Excerpted passage:
--

The Miners’ Bank was an early gold rush San Francisco business. The firm issued one, three, and five dollar notes on March 1, 1849, and later issued undated fractional denominations. We known that ten dollar gold eagles were struck prior to August 9, 1849, but the firm’s president and cashier, Stephen A. Wright and Samuel Haight, were unsuccessful at petitioning the customs collectors on that date to accept their coins.
There is also evidence the New Orleans Mint assayed several examples of the ten dollar coins on October 16, 1849 and by October 25th the Miners Bank moved forward with their coining operation.
Miner Bank eagles even made it back to the east coast, as an October 12, 1849 edition of the Lowell Daily Journal And Courier published a clip stating “…several five and ten dollar gold pieces, coined in California, have found their way to Boston. They are not so yellow, or so highly finished, as those coined at the mint in Philadelphia…The ten dollar gold piece…around the edge and just inside the rim, are the words “Miners Bank San Francisco;” and directly across the center of the piece is the inscription “Ten D.” (see newspaper picture below)
The firm was dissolved on January 14, 1850, but historical records show many of the coins still circulating along with those created by other 1849 private gold coiners. Then, in an April 11, 1850 report by the Alta California newspaper it was noted: “Brokers refuse to touch it at less than 20 percent discount.” The Miners’ Bank gold coins then quickly became discredited by local assayers. Most were eventually melted by bankers and other arbitragers, often with their alloy converted to U.S. Assay Office “slugs.”

--

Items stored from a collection
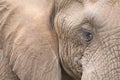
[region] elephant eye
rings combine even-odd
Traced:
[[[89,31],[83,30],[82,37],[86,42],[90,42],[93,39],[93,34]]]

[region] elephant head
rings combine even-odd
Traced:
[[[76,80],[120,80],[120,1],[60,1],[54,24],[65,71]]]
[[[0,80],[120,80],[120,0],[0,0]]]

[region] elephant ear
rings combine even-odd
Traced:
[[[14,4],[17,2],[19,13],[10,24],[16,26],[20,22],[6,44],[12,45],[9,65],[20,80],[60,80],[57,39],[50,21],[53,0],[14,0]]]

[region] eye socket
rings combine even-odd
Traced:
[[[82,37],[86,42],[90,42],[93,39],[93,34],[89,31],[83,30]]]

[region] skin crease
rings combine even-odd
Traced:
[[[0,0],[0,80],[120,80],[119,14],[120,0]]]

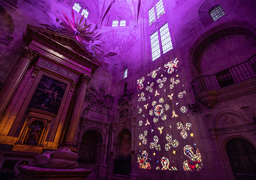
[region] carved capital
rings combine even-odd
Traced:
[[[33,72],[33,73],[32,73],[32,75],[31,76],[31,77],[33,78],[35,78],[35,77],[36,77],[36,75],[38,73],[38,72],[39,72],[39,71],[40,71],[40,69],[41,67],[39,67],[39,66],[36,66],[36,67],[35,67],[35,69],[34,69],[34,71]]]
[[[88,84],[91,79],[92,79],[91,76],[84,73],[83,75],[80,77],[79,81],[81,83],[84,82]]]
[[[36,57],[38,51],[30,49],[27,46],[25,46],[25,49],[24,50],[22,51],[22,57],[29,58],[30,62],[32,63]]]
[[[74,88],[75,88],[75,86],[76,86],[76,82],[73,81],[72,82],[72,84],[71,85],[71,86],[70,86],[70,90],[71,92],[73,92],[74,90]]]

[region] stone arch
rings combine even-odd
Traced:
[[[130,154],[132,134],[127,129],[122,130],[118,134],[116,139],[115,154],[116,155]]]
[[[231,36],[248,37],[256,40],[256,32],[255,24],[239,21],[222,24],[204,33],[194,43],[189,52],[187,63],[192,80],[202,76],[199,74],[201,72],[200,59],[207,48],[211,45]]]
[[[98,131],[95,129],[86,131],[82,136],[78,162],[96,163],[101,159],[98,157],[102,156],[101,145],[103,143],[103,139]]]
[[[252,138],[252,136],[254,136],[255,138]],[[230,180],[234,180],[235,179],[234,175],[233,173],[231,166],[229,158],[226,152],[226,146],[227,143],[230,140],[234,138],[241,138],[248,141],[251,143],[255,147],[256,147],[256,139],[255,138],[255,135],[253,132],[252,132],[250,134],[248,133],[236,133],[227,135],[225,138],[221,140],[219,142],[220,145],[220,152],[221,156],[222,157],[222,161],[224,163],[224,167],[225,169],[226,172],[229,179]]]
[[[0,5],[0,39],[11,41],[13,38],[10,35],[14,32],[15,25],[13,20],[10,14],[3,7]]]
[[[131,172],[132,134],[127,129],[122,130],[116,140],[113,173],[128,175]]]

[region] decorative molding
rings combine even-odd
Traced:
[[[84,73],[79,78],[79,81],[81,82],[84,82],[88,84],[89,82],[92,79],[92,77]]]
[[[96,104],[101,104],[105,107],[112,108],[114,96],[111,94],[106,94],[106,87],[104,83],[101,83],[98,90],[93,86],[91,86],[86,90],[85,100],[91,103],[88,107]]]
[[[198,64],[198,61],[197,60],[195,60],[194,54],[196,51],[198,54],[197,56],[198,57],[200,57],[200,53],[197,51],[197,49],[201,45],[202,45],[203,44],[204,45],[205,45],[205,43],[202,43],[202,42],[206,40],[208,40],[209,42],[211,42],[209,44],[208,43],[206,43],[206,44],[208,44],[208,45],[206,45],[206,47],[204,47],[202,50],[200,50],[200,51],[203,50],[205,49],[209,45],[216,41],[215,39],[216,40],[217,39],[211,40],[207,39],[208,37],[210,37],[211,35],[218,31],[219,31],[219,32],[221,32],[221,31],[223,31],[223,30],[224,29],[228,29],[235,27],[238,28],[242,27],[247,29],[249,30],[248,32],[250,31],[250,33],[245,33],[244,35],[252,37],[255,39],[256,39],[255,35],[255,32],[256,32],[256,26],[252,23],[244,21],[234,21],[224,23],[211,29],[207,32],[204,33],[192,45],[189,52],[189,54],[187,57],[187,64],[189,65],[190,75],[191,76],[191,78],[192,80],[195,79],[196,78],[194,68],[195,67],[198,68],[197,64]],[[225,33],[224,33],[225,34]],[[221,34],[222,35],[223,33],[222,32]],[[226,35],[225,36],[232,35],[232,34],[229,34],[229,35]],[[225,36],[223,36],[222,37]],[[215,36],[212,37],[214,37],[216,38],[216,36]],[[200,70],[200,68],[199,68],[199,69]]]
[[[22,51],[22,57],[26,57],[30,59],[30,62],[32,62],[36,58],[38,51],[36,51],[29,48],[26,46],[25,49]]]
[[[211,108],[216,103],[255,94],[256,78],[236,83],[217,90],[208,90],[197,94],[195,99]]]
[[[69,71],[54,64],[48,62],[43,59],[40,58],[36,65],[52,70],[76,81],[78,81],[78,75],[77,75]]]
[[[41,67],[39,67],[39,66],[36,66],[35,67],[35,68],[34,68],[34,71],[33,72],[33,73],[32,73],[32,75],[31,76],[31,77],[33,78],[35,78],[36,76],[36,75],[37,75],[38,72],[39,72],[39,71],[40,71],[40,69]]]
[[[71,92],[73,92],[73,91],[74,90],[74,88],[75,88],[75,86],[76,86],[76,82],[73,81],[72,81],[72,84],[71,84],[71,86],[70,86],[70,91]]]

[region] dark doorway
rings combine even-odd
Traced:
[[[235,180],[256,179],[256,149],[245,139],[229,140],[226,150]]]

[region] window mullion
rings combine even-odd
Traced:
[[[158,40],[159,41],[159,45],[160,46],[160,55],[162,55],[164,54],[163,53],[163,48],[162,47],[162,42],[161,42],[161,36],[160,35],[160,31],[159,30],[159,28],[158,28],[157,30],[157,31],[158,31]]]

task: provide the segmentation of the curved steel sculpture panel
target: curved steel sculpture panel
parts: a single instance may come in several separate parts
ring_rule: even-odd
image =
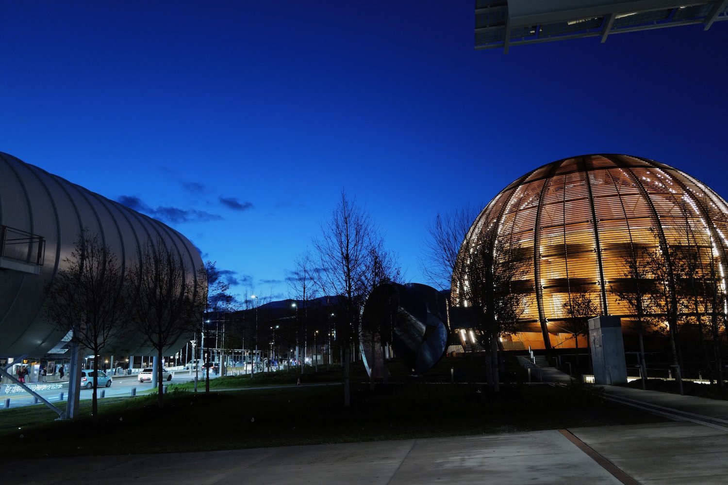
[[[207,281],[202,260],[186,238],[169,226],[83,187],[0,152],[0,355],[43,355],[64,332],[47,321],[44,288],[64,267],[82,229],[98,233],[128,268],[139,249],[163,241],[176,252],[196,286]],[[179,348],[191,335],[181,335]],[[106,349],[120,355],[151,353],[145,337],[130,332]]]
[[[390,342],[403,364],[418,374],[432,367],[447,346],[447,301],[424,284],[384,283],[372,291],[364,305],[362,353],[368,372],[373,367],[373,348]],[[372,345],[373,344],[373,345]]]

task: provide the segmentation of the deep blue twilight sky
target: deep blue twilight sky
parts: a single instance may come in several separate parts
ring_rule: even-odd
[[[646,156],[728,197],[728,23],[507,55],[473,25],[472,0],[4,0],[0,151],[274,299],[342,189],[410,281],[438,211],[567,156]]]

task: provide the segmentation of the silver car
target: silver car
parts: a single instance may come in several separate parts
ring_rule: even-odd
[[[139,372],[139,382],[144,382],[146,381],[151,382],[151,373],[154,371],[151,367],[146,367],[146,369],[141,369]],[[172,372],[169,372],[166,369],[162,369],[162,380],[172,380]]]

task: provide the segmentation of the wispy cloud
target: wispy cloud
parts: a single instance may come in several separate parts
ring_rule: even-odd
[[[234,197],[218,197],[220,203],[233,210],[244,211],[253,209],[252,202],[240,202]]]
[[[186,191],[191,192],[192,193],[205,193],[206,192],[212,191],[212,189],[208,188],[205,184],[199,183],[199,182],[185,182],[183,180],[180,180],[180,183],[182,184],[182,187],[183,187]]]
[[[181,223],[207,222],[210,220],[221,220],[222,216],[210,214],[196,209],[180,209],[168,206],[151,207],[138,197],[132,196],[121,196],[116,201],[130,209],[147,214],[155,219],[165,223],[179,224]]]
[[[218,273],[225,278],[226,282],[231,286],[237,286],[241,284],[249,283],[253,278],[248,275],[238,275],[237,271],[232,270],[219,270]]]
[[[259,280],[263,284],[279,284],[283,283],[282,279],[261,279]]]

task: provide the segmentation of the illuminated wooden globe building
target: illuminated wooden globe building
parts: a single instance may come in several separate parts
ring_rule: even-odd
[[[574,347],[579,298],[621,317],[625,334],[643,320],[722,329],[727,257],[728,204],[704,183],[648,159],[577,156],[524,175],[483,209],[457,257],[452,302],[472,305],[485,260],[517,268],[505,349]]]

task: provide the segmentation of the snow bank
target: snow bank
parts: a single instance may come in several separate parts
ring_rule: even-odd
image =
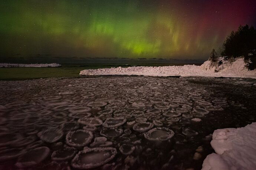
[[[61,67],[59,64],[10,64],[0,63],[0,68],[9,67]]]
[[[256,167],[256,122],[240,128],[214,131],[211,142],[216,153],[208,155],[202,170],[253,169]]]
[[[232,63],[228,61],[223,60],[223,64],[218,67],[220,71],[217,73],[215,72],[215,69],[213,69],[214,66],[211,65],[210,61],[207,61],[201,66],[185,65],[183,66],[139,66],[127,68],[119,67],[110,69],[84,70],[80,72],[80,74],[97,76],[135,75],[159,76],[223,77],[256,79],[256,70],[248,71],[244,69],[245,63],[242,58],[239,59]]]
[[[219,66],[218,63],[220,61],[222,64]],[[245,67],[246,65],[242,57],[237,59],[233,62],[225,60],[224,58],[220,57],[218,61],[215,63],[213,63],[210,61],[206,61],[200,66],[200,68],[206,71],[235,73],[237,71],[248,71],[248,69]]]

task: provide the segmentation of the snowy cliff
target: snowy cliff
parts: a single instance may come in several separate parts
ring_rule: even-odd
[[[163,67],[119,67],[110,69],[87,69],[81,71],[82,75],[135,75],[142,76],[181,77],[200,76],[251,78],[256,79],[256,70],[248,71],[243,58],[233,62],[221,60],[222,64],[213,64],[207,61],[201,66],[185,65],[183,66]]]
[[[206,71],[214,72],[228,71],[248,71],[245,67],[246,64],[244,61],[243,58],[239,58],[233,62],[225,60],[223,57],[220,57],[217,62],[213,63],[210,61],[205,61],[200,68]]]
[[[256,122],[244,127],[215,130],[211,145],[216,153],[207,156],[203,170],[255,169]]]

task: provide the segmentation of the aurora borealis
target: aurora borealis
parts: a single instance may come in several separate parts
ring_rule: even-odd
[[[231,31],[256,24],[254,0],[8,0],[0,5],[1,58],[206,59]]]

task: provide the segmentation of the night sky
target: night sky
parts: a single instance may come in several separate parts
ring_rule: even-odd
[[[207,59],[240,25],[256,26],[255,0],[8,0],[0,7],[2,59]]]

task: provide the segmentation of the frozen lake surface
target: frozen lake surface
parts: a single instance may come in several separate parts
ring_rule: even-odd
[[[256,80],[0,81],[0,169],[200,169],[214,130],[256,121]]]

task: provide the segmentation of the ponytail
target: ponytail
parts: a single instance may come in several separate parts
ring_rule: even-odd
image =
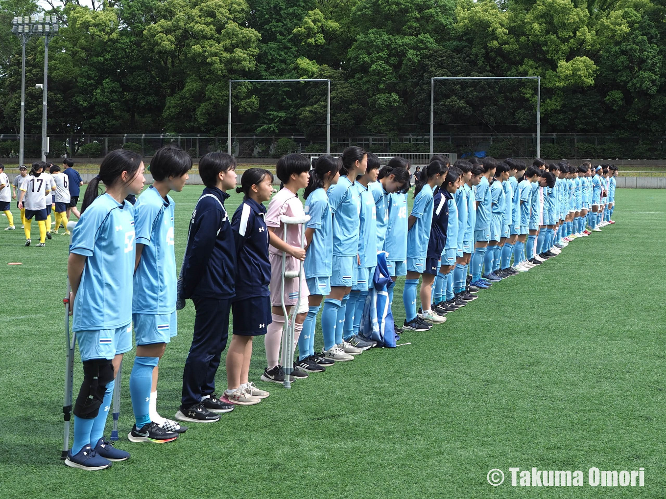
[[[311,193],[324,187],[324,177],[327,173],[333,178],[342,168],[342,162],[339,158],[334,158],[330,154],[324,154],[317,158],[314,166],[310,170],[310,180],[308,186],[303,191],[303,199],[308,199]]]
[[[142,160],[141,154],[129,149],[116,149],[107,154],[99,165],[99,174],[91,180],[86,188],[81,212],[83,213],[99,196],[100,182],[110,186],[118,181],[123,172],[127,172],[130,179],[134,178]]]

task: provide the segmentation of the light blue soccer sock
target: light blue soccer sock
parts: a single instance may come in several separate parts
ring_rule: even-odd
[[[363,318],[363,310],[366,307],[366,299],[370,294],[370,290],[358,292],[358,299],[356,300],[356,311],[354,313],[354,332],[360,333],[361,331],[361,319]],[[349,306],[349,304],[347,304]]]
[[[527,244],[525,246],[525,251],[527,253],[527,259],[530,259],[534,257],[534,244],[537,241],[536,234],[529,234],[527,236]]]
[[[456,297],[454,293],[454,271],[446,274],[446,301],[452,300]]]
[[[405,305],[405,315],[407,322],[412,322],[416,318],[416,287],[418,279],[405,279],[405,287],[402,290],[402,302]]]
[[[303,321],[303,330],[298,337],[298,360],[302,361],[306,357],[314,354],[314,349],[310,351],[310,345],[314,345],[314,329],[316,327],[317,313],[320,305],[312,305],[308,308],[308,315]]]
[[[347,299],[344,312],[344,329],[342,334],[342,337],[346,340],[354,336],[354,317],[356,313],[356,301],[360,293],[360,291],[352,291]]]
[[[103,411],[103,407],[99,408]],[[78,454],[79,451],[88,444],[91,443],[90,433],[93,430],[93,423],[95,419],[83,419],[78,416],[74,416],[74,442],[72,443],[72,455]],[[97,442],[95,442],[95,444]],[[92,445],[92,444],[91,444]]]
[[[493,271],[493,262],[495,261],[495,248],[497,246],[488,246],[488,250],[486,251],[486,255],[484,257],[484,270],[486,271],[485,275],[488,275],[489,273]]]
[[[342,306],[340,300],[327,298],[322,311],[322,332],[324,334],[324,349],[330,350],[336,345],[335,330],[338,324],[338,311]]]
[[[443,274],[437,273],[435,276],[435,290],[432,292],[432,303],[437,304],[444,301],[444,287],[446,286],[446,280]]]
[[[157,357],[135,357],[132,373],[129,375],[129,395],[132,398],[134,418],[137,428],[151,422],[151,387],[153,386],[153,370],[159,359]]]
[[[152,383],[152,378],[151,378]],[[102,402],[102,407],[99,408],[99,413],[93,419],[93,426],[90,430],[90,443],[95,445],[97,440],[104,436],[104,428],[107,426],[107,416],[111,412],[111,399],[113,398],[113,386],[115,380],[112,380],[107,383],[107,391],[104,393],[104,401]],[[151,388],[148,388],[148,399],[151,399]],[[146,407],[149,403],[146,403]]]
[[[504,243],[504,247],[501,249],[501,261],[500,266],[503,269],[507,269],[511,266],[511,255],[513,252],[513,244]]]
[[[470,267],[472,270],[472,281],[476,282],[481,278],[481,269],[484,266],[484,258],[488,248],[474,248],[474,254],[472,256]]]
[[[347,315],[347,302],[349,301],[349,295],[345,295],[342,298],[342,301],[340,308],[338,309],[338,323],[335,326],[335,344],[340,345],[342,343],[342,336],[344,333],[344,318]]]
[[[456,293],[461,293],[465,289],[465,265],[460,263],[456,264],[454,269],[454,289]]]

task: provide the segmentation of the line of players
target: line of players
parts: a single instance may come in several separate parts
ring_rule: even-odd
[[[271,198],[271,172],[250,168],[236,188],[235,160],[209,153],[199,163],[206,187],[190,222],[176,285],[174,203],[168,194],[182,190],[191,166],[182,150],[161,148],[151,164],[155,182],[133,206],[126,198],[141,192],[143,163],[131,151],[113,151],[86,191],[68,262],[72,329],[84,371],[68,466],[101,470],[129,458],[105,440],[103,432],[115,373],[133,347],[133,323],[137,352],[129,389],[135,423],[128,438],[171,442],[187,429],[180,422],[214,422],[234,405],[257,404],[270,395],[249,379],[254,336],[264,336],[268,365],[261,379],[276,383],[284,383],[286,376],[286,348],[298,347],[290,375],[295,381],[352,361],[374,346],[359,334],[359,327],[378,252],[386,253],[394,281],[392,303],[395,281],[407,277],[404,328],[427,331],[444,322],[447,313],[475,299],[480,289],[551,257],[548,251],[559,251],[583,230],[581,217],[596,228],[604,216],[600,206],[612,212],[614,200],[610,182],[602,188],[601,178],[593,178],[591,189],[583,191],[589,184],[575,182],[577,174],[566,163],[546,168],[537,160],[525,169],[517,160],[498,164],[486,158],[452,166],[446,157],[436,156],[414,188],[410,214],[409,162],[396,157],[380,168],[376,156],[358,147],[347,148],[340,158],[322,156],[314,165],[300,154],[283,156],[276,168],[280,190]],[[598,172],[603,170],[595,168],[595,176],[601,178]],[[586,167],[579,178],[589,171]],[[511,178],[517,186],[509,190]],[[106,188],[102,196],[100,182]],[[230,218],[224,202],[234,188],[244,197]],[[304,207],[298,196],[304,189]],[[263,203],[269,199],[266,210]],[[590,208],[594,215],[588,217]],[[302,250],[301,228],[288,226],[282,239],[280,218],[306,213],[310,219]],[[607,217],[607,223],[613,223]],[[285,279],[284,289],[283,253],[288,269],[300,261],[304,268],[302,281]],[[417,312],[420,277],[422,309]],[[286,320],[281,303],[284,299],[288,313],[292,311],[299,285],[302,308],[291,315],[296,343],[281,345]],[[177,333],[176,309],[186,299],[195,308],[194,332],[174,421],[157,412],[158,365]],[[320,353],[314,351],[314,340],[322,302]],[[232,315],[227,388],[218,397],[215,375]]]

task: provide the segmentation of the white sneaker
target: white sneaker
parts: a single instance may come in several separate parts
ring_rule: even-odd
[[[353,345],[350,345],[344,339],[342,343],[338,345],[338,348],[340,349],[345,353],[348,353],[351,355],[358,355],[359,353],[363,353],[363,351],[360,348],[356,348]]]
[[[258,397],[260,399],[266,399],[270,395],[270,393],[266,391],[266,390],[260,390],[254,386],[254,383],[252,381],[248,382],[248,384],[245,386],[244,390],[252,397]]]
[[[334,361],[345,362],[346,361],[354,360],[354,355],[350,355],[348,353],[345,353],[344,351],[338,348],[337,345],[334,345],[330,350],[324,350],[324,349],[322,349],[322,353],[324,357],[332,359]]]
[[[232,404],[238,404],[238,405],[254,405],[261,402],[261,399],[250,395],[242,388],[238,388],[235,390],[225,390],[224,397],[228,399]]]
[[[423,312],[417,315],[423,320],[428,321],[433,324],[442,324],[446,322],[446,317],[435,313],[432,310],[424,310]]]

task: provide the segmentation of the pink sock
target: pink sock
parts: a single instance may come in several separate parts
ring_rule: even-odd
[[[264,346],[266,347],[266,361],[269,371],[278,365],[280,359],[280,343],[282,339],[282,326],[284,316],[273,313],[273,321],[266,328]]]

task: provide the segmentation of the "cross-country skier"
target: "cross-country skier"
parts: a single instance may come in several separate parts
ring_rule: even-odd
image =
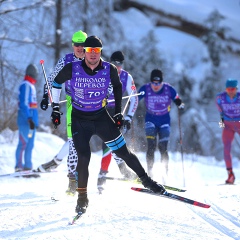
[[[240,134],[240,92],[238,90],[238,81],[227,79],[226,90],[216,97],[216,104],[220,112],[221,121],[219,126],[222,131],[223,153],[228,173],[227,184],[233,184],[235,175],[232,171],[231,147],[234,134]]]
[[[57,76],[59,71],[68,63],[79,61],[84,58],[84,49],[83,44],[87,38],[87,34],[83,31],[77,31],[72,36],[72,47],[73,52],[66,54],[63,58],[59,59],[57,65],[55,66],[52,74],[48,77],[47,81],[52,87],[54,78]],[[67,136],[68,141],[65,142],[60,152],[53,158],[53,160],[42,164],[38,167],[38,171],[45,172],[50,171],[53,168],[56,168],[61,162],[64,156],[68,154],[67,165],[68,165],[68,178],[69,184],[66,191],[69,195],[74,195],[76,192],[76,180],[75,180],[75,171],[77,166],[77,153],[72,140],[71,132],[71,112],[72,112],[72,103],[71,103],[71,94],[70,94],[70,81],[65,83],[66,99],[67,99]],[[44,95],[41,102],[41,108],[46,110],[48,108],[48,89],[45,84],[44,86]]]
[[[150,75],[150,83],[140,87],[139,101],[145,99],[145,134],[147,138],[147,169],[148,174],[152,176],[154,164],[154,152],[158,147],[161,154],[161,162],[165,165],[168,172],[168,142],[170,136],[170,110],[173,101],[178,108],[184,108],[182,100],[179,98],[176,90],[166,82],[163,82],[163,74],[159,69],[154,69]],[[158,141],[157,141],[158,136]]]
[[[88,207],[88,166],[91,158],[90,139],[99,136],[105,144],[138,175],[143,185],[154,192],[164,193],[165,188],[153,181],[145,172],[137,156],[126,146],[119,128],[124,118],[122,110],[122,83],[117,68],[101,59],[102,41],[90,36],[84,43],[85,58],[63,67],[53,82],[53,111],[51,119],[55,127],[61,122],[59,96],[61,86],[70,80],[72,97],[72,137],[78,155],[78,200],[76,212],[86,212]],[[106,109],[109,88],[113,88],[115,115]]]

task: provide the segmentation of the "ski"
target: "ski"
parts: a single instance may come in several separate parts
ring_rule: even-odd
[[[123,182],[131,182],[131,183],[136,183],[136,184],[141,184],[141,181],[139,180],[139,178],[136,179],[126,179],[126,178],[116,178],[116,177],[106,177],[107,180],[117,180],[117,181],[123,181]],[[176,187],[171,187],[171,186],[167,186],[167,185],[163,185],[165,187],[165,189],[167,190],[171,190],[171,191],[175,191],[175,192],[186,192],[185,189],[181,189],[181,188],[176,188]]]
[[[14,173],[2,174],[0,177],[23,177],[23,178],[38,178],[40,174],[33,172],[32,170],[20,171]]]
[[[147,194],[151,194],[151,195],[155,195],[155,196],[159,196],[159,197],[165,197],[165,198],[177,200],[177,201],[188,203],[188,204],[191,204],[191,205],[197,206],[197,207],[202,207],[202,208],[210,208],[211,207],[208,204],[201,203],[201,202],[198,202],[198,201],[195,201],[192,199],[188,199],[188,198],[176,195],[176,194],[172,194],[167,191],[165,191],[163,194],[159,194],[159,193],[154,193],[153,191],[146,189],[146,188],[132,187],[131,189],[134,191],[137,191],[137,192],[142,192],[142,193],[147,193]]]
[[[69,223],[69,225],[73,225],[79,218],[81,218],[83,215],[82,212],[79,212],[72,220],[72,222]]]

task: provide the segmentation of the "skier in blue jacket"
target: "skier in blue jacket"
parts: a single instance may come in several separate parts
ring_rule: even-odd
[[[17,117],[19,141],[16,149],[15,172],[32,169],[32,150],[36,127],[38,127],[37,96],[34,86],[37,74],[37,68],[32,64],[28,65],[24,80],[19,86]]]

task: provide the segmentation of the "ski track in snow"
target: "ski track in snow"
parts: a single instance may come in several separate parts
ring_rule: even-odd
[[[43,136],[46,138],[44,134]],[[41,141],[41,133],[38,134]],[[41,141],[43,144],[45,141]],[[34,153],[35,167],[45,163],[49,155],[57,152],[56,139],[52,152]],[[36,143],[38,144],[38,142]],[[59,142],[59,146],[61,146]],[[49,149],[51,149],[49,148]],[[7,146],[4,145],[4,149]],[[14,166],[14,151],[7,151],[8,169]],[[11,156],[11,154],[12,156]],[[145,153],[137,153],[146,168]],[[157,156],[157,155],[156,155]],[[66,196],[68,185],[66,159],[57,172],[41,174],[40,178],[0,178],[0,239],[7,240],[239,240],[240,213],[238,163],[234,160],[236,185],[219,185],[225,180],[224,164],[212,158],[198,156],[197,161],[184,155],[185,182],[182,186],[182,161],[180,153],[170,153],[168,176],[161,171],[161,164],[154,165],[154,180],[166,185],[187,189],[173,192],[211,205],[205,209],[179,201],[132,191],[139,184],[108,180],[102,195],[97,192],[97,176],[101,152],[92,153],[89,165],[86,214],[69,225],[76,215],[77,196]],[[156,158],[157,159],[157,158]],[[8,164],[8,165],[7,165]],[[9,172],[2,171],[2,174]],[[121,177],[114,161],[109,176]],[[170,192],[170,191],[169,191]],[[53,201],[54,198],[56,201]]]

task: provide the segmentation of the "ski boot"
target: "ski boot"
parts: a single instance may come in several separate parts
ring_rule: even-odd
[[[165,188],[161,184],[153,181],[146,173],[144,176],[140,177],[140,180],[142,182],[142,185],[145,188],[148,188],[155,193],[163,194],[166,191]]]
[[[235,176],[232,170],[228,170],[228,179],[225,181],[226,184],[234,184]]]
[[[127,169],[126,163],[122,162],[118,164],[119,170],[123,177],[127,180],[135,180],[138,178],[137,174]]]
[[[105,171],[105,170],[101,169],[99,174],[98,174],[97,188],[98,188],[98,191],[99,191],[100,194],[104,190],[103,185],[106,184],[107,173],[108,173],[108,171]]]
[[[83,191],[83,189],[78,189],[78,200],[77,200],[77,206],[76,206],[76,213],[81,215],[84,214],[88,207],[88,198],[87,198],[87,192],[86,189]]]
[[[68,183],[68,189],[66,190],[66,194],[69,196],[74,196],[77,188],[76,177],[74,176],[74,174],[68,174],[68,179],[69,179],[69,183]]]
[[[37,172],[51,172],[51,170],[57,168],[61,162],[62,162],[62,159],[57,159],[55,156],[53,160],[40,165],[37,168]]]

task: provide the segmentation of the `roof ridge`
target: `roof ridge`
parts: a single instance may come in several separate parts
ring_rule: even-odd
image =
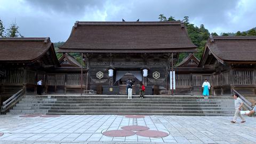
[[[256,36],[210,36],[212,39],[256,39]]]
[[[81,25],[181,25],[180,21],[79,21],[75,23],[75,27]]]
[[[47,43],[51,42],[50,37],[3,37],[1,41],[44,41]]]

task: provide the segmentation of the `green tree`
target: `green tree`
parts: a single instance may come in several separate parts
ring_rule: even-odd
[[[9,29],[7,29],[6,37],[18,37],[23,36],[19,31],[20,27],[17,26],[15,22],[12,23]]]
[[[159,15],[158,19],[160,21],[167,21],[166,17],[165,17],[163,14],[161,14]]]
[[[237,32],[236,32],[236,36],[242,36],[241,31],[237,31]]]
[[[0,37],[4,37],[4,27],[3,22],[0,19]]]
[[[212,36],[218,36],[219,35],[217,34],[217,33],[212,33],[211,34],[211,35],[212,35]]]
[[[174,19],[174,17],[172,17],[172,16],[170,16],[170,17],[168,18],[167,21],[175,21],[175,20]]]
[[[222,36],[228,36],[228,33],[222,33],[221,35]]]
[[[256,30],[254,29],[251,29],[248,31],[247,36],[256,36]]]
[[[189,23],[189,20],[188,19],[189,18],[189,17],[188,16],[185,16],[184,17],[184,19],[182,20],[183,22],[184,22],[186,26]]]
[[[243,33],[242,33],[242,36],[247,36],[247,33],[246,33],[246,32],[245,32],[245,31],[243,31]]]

--

Exercise requirements:
**a)** In the Miners' Bank text, on what date was the firm dissolved?
**b)** Copy the Miners' Bank text word for word from "Miner Bank eagles" to "newspaper picture below)".
The tasks do not use the records.

Answers to the exercises:
**a)** January 14, 1850.

**b)**
Miner Bank eagles even made it back to the east coast, as an October 12, 1849 edition of the Lowell Daily Journal And Courier published a clip stating “…several five and ten dollar gold pieces, coined in California, have found their way to Boston. They are not so yellow, or so highly finished, as those coined at the mint in Philadelphia…The ten dollar gold piece…around the edge and just inside the rim, are the words “Miners Bank San Francisco;” and directly across the center of the piece is the inscription “Ten D.” (see newspaper picture below)